Segment Open

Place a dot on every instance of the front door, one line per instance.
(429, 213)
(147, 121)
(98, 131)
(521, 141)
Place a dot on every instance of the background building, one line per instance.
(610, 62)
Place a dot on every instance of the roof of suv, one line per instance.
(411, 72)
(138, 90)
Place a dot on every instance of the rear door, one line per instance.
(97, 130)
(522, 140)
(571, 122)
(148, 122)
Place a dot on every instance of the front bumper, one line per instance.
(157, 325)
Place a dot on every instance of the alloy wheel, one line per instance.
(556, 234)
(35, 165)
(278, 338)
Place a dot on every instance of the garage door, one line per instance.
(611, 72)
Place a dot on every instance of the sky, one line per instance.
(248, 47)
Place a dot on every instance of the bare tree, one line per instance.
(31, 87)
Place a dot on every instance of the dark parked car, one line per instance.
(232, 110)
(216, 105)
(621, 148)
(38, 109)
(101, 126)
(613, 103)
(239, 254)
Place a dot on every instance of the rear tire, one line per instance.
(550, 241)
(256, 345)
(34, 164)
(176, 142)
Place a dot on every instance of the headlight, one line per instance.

Segment Closed
Segment Open

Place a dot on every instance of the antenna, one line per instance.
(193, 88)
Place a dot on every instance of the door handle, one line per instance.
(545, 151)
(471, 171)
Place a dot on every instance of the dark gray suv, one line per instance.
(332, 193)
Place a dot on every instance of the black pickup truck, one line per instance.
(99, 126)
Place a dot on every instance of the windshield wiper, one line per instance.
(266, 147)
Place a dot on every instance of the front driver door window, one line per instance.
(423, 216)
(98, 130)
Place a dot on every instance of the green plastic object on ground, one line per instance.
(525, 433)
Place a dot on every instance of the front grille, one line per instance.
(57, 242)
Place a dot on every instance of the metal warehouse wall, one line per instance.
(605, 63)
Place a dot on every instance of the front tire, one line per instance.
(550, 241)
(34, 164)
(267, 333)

Segment Closed

Give again, word for word, every line of the listing above from the one with "Place a dot on every instance of the bare" to the one with "Place a dot on every instance of the headlight, one", both inclusive, and nothing beyond them.

Place a dot on every instance of the bare tree, one line per instance.
(31, 87)
Place a dot on every instance of the dark parked car, one line per instance.
(232, 110)
(216, 105)
(621, 148)
(38, 109)
(101, 126)
(613, 103)
(239, 254)
Place a dot on every instance of the rear tire, one line per instance.
(550, 241)
(256, 345)
(34, 164)
(176, 142)
Place a dot on every instance of the headlight, one line per instance.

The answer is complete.